▶ **Given data**:

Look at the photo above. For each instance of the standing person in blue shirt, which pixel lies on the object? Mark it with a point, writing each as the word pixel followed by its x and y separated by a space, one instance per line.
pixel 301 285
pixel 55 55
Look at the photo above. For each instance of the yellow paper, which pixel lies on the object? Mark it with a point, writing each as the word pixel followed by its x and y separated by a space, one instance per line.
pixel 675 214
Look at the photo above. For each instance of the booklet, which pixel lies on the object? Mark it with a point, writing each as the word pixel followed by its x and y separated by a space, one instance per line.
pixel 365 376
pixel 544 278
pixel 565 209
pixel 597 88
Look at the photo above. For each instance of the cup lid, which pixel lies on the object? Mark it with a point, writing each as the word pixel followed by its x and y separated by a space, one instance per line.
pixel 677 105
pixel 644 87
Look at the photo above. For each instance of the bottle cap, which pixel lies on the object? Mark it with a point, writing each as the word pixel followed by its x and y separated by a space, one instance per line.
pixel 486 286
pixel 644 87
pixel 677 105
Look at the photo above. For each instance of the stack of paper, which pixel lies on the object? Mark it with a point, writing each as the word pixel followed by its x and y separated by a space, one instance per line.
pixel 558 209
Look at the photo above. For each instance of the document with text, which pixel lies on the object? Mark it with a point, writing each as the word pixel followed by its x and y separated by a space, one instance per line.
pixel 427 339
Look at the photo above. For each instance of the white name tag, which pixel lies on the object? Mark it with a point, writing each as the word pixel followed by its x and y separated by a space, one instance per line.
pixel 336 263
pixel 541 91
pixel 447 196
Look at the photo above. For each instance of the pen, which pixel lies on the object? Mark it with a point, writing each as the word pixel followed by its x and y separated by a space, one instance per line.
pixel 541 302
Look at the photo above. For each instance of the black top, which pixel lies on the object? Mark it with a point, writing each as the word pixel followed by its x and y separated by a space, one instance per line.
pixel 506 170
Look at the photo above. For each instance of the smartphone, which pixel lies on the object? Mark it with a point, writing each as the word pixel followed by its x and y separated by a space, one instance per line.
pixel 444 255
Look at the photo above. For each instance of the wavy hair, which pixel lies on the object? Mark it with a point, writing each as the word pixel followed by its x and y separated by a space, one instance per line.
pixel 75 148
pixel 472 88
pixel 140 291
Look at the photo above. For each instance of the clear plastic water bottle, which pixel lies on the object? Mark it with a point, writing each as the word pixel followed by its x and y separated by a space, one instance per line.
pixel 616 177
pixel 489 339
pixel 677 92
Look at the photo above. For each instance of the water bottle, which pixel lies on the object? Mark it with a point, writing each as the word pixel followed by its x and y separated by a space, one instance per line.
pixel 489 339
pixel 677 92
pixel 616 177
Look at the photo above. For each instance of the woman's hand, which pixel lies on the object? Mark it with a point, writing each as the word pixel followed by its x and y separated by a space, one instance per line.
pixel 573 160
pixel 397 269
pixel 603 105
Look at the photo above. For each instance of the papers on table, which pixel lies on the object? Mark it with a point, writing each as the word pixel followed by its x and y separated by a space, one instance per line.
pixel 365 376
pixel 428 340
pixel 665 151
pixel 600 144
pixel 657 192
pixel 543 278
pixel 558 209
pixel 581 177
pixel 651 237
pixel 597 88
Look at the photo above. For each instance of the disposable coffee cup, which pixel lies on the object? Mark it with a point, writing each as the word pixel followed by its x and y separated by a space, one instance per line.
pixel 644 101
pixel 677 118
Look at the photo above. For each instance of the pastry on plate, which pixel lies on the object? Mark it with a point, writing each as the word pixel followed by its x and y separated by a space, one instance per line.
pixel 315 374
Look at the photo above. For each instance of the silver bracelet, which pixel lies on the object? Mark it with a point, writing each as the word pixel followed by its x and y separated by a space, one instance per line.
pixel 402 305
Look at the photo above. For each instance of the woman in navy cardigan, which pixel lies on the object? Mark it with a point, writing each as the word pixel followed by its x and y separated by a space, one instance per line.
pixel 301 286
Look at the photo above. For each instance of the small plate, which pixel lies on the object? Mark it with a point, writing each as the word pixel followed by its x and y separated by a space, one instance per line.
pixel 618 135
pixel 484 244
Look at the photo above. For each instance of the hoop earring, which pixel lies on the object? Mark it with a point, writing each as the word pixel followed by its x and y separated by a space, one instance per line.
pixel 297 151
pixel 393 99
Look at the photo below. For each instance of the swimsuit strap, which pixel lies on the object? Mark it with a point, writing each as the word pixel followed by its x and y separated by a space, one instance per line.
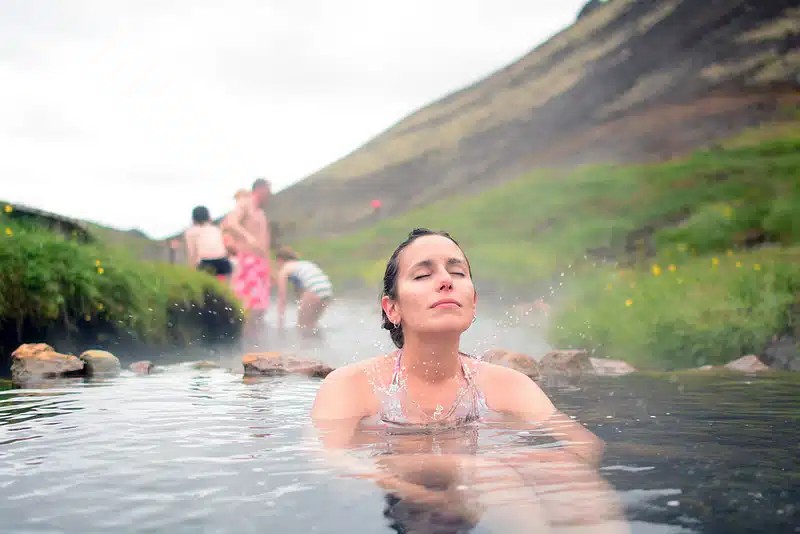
pixel 464 369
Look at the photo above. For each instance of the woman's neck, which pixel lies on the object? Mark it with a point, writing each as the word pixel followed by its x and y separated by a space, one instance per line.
pixel 431 360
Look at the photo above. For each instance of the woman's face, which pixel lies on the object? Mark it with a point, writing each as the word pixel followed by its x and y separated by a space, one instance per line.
pixel 434 289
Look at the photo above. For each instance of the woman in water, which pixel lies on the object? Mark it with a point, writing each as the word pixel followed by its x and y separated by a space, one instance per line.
pixel 205 247
pixel 310 282
pixel 428 398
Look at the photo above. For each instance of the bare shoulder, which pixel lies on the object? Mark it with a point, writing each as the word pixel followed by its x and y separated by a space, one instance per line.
pixel 349 391
pixel 493 373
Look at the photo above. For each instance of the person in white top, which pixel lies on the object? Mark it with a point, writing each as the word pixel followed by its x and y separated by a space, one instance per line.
pixel 205 247
pixel 310 282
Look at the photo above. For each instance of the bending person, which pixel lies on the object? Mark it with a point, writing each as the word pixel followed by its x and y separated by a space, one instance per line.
pixel 311 284
pixel 248 225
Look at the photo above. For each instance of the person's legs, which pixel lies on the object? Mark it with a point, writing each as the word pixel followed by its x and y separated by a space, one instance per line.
pixel 252 284
pixel 309 310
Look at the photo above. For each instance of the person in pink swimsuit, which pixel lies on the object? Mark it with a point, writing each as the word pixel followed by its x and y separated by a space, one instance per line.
pixel 248 226
pixel 420 408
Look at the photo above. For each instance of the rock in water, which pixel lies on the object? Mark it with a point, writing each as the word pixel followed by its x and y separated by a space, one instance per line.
pixel 143 367
pixel 566 362
pixel 515 360
pixel 40 360
pixel 608 367
pixel 100 363
pixel 278 363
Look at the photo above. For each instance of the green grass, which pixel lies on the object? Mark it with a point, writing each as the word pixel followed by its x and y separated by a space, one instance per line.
pixel 47 279
pixel 607 225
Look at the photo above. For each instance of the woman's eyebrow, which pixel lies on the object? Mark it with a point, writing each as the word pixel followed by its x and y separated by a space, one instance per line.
pixel 424 263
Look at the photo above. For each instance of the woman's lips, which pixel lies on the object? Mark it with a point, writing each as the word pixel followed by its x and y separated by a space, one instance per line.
pixel 446 303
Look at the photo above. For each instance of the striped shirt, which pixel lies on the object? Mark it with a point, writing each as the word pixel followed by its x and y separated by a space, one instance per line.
pixel 204 242
pixel 306 276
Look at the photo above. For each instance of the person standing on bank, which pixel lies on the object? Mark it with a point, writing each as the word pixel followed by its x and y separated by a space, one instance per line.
pixel 311 283
pixel 205 249
pixel 249 227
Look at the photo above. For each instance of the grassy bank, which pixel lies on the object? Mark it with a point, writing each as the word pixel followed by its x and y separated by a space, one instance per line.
pixel 54 286
pixel 683 311
pixel 739 202
pixel 542 223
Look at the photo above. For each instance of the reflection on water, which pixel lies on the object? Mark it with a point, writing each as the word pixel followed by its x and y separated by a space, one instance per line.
pixel 205 450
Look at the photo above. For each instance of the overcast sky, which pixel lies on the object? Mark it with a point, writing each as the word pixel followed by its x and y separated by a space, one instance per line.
pixel 130 113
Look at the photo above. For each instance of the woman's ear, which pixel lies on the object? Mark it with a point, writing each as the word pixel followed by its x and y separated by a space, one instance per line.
pixel 389 306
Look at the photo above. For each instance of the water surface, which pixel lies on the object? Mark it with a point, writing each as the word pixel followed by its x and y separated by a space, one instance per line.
pixel 207 450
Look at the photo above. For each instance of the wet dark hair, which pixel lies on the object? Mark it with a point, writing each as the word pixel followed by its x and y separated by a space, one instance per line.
pixel 390 279
pixel 200 215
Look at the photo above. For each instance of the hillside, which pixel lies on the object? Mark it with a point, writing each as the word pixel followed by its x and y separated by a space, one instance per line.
pixel 629 81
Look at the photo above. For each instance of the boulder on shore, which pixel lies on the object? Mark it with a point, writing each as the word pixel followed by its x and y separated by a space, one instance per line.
pixel 566 362
pixel 40 360
pixel 143 367
pixel 278 363
pixel 100 363
pixel 518 361
pixel 609 367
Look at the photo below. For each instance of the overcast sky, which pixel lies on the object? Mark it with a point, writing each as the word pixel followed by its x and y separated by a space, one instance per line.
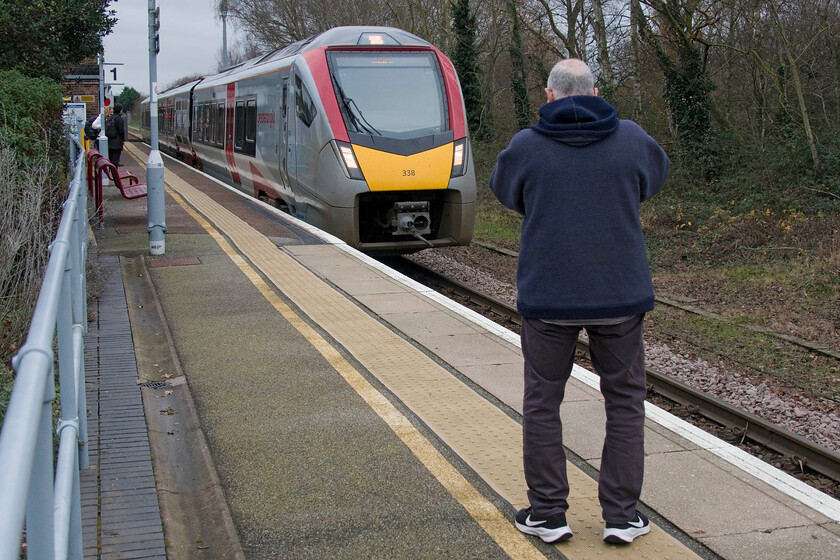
pixel 190 42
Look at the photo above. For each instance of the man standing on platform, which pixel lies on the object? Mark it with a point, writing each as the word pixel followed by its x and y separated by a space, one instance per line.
pixel 115 131
pixel 578 177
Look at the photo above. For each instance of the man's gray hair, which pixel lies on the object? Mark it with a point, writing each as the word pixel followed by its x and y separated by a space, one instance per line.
pixel 571 77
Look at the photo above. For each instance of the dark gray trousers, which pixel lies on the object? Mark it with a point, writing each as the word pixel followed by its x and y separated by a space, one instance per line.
pixel 618 358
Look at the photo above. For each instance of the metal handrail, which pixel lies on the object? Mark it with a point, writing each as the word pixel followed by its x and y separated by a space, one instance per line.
pixel 30 489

▶ **Job**: Reproduce exactly, without any picture, the lines from the one bearing "Look at the photo above. For each instance of the boulder" to the last line of the records above.

▶ **Answer to the task**:
Look at the photo above. For each instance of the boulder on shore, which pixel lies on the object? Mark it with a point, writing each as the word pixel followed by its x and y separated by a space, one instance per line.
pixel 566 362
pixel 40 360
pixel 143 367
pixel 278 363
pixel 100 363
pixel 518 361
pixel 609 367
Look at the photo below. For each instance of the overcast sky, which pixel lies on the object? Mark it with a point, writing each as the word pixel followed by its x and y separated by a space, one instance per line.
pixel 190 42
Look at the photo above. For each instance of the man standing on platform, which pixel lies on the object? Mark it with a point, writing each as the word pixel followed by its x and y separated by a space, one instance per line.
pixel 115 131
pixel 578 177
Look at the photo above. For each instance of the man's gray hair, which pixel lies on the object? Mark it with a point, writing each as the word pixel followed by its x and y separated by a space, one instance per line.
pixel 571 77
Look at the photo above. For each instance of the dark gray trousers, which pixel lies on the object? Mark it with a point, writing each as the word pixel followed by its x and y separated by a space, one instance per line.
pixel 618 358
Look at the photo above. For each instance of the metal handrail, which pixel lies on the object? Mark it with a point, writing each as the word pixel followed by its x and y separated by a space, one instance per line.
pixel 30 489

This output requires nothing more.